_Passage to read:_
◇ ◇ ◇ ◇ ◇ ◇ ◇

# Wall bracing for sunroom



## MeasureTwice (Apr 22, 2021)

I am designing and plan on building a 12 x 13 sunroom addition. I have seen several examples of sunrooms that are almost entirely glass and I don’t understand how these can be code compliant given the IRC rules for wall bracing. Is there some kind of exception for sunrooms or small additions that allows these to be built with reduced or even without wall bracing requirements?

Thank you in advance.


----------



## SDS (Apr 22, 2021)

one word...portal frames.

I just did some preliminary design work on a sun room a couple weeks ago...it would've required a welded steel frame...no way it would've qualified for prescriptive bracing...but prescriptive portal frames would be the way to go if one had to be done prescriptively I think


----------



## Rick18071 (Apr 23, 2021)

◇ ◇ ◇ ◇ ◇ ◇ ◇

_Source material:_
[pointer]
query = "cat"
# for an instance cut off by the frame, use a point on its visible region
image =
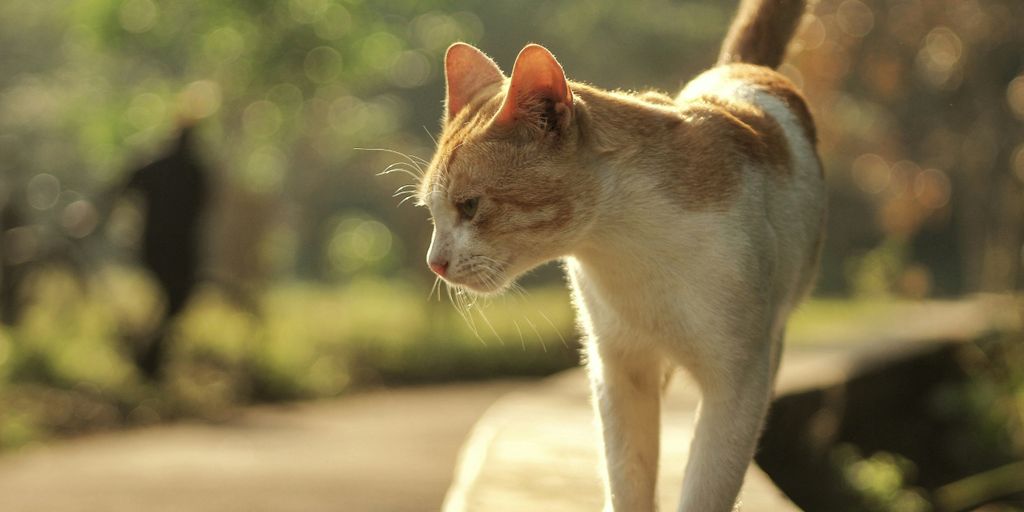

◇ ◇ ◇ ◇ ◇ ◇ ◇

_Task 1:_ According to the sunroom bracing thread, what size is the sunroom addition MeasureTwice plans to build?
_Task 2:_ Translate this sentence from the sunroom bracing thread into Spanish: "I am designing and plan on building a 12 x 13 sunroom addition."
The material is separate from the sunroom bracing thread.

_Task output 1:_ 12 x 13.

_Task output 2:_ Estoy diseñando y planeo construir una ampliación de solárium de 12 x 13.